- WHAT YOU SHOULD DO
Copy out the records again. Change nothing.
*** Opening of PROVIDED RECORDS ***
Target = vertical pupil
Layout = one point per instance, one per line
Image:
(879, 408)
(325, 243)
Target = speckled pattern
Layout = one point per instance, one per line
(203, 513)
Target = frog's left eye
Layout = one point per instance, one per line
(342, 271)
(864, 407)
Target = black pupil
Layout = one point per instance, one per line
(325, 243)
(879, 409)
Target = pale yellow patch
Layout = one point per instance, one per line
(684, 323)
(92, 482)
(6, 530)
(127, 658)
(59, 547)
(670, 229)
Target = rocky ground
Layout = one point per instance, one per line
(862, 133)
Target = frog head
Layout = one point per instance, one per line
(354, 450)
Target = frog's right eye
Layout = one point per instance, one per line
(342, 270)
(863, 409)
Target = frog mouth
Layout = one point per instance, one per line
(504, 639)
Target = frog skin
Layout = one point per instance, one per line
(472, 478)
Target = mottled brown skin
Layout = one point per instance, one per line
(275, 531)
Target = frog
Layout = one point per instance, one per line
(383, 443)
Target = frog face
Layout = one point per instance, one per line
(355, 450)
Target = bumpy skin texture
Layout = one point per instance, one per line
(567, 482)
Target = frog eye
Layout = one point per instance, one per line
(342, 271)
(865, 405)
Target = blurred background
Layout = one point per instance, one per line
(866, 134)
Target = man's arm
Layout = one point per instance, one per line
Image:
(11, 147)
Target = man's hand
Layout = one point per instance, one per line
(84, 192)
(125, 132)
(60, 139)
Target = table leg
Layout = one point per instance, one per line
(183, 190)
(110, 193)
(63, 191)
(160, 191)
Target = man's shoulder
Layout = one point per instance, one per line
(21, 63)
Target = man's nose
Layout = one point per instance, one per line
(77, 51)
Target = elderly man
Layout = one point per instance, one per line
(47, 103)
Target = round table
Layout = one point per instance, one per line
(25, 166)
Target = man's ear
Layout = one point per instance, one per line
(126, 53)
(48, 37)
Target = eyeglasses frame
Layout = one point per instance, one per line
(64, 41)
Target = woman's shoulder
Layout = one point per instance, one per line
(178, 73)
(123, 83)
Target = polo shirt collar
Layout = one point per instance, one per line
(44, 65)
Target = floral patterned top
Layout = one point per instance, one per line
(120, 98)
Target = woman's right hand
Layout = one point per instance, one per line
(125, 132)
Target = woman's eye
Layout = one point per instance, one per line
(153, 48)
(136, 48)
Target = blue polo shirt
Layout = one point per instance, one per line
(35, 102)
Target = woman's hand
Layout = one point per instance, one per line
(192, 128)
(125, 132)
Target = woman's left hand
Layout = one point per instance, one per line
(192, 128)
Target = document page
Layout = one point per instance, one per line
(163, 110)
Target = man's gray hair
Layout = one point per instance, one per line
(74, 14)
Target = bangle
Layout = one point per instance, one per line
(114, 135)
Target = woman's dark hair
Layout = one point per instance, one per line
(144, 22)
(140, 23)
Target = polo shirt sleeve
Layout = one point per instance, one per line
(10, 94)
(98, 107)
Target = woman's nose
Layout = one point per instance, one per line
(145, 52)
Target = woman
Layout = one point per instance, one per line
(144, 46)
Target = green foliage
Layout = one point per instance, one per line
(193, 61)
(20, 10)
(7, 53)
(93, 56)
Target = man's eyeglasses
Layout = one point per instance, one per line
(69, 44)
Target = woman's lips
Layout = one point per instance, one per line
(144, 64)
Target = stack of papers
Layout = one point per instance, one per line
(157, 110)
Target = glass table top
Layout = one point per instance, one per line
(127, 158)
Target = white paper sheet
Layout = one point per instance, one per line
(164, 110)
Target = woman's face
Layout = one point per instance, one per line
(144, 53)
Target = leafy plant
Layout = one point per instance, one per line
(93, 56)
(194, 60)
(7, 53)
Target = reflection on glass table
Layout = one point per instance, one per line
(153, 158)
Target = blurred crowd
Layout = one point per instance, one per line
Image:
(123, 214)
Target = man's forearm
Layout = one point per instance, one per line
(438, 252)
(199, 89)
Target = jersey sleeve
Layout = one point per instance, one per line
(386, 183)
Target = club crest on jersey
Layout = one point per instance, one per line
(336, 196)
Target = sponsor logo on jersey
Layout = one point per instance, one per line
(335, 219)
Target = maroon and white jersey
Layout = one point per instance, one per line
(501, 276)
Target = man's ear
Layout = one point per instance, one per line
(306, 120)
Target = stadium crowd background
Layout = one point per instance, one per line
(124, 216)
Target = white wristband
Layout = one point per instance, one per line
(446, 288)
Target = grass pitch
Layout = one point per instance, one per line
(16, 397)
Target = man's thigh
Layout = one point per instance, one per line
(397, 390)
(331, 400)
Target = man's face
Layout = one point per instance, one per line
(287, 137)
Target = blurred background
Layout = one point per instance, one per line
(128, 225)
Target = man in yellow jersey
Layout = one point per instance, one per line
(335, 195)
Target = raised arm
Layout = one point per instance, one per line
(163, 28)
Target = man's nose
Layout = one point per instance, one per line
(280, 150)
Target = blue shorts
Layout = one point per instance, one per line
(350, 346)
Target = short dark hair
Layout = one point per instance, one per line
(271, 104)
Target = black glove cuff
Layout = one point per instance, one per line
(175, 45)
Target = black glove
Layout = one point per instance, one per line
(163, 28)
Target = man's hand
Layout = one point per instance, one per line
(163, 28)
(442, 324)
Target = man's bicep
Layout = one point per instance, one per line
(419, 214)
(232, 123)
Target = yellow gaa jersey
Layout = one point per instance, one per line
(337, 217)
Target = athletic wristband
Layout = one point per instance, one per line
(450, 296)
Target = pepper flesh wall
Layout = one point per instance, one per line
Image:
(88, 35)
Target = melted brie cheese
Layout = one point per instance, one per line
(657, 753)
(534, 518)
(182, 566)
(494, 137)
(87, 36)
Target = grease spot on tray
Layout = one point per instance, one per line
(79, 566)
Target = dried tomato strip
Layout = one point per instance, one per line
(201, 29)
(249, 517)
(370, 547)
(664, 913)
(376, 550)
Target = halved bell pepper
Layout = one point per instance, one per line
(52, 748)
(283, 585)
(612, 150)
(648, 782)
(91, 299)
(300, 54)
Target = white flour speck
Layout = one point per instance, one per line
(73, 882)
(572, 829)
*** Close of PROVIDED RECORDS ***
- EXERCISE RESULT
Target = vertical pupil
Layout = one point per instance, one per line
Image:
(879, 408)
(325, 243)
Target = speckled pattern
Layout = one point per instance, one per line
(203, 513)
Target = frog's left eye
Layout = one point per instance, one per line
(342, 271)
(864, 407)
Target = black pupil
Layout = one point per instance, one per line
(325, 243)
(879, 409)
Target = pale yellow patch
Layout = one point per instance, one per line
(684, 323)
(92, 482)
(6, 530)
(127, 658)
(59, 547)
(670, 229)
Target = rocky ground
Layout = one point per instance, one per line
(862, 133)
Target = frog head
Layout = one point per instance, one per line
(354, 450)
Target = frog's right eye
Layout = one point per instance, one per line
(342, 270)
(863, 409)
Target = frog mouth
Layout = one point per instance, one per line
(504, 639)
Target = frog skin
Layout = one point per instance, one per line
(472, 478)
Target = mottled brown skin
Layout = one point per instance, one per line
(275, 531)
Target = frog
Layout = one point per instance, one per line
(383, 443)
Target = frog face
Layout = one point per instance, one per line
(355, 450)
Target = bumpy skin texture
Layout = one point per instance, one per line
(567, 482)
Target = frog eye
Layout = one point per instance, one per line
(342, 271)
(865, 405)
Target = blurred background
Layout = one point per instance, one per line
(866, 134)
Target = man's arm
Layout = one point per instance, one per line
Image:
(11, 147)
Target = man's hand
Layout = one point per instance, one per line
(84, 192)
(125, 132)
(60, 139)
Target = table leg
Layout = one point per instance, one per line
(183, 190)
(110, 193)
(63, 191)
(160, 191)
Target = man's shoulder
Layout = one point per instance, one per line
(21, 63)
Target = man's nose
Layout = one point per instance, one per line
(77, 51)
Target = elderly man
Layout = one point per instance, one per line
(47, 103)
Target = round table
Layout = one point per instance, one per line
(25, 166)
Target = man's ear
Layout = one point per instance, one per line
(126, 53)
(48, 37)
Target = eyeglasses frame
Layout = one point per instance, one per line
(64, 41)
Target = woman's shoulder
Layout = one point per instance, one per line
(178, 73)
(123, 83)
Target = polo shirt collar
Layout = one point per instance, one per line
(44, 65)
Target = floral patterned top
Layout = one point per instance, one per line
(120, 98)
Target = woman's right hand
Layout = one point per instance, one per line
(125, 132)
Target = woman's eye
Layout = one point per instance, one per line
(153, 48)
(136, 48)
Target = blue polo shirt
Layout = one point per instance, one per line
(35, 102)
Target = woman's hand
Layout = one point per instance, one per line
(192, 128)
(125, 132)
Target = woman's left hand
Layout = one point per instance, one per line
(192, 128)
Target = document page
Layout = one point per instance, one per line
(163, 110)
Target = man's gray hair
Layout = one point per instance, one per line
(74, 14)
Target = bangle
Layout = one point per instance, one per line
(114, 135)
Target = woman's dark hair
Layout = one point per instance, one per line
(144, 22)
(140, 23)
Target = polo shirt sleeve
Layout = one point per instance, one per line
(10, 94)
(98, 107)
Target = woman's nose
Layout = one point per instance, one per line
(145, 52)
Target = woman
Layout = one point per instance, one per line
(144, 46)
Target = green foliage
Layout = one point per instance, one per line
(193, 61)
(20, 10)
(7, 53)
(93, 56)
Target = man's eyeglasses
Layout = one point per instance, one per line
(69, 44)
Target = woman's lips
Layout = one point per instance, one per line
(144, 64)
Target = stack of papers
Layout = one point per instance, one per line
(157, 110)
Target = glass table top
Layout = one point per instance, one per line
(127, 158)
Target = white paper sheet
Layout = one point per instance, one per line
(164, 110)
Target = woman's face
Layout = one point per instance, one per line
(144, 53)
Target = leafy plant
Layout = one point per instance, one per line
(93, 56)
(194, 60)
(7, 53)
Target = reflection on glass table
Layout = one point per instance, one per line
(153, 158)
Target = blurred crowd
Layout = one point per instance, one per line
Image:
(123, 214)
Target = man's forearm
Layout = one point per instance, one per line
(438, 252)
(199, 89)
Target = jersey sleeve
Layout = one point per instance, one per line
(386, 183)
Target = club crest on jersey
Layout = one point per instance, one per line
(336, 196)
Target = sponsor logo on jersey
Layout = one point per instance, one per line
(335, 219)
Target = maroon and white jersey
Layout = one point per instance, one per line
(501, 276)
Target = man's ear
Layout = one point per instance, one per line
(306, 120)
Target = stadium crowd background
Layout = one point per instance, one per line
(124, 216)
Target = white wristband
Layout = one point per instance, one per line
(446, 288)
Target = grass pitch
Layout = one point per instance, one per line
(16, 397)
Target = man's thigh
Layout = one point per instance, one per line
(397, 390)
(331, 400)
Target = man's face
Layout = one point per instance, one per line
(287, 137)
Target = blurred background
Layout = one point per instance, one per line
(128, 225)
Target = man in yellow jersey
Layout = one point per instance, one per line
(335, 195)
Target = raised arm
Layout = one point per instance, one per line
(163, 28)
Target = man's nose
Layout = one point per instance, one per line
(280, 150)
Target = blue shorts
Layout = one point per instance, one per line
(350, 346)
Target = short dark hair
Layout = one point per instance, one per line
(271, 104)
Target = black glove cuff
Layout = one point per instance, one per line
(175, 45)
Target = black glove
Layout = one point per instance, one per line
(163, 28)
Target = man's hand
Layout = one point per instance, one per line
(163, 28)
(442, 324)
Target = man's bicep
Layout = one point per instance, one per line
(419, 214)
(232, 123)
Target = yellow gaa jersey
Layout = one point per instance, one per line
(337, 217)
Target = athletic wristband
Layout = one point per instance, one per line
(450, 296)
Target = pepper flesh wall
Layout = one point per instance, one per line
Image:
(88, 35)
Target = melted brie cheese
Layout = one point per instance, one per line
(657, 753)
(534, 518)
(182, 566)
(494, 137)
(87, 36)
Target = grease spot on tray
Layout = one point per instance, one per line
(79, 566)
Target = dried tomato strip
Layout = one point per instance, one per line
(201, 29)
(249, 517)
(370, 547)
(664, 913)
(376, 550)
Target = halved bell pepper
Layout = one point per instance, one per line
(52, 748)
(283, 585)
(612, 150)
(648, 782)
(91, 299)
(300, 54)
Target = white flour speck
Layout = one point per instance, one per line
(73, 882)
(572, 829)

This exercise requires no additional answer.